:: Region pointing data ::
• • • • •

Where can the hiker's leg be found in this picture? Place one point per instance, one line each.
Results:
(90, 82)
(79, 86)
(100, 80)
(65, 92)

• • • • •

:: WHAT THE TASK REQUIRES ::
All the lines above should come back exactly as written.

:: RESULT ::
Where can the hiker's leg be found in this picture? Place one point per instance, one line each.
Results:
(90, 82)
(79, 86)
(100, 80)
(65, 92)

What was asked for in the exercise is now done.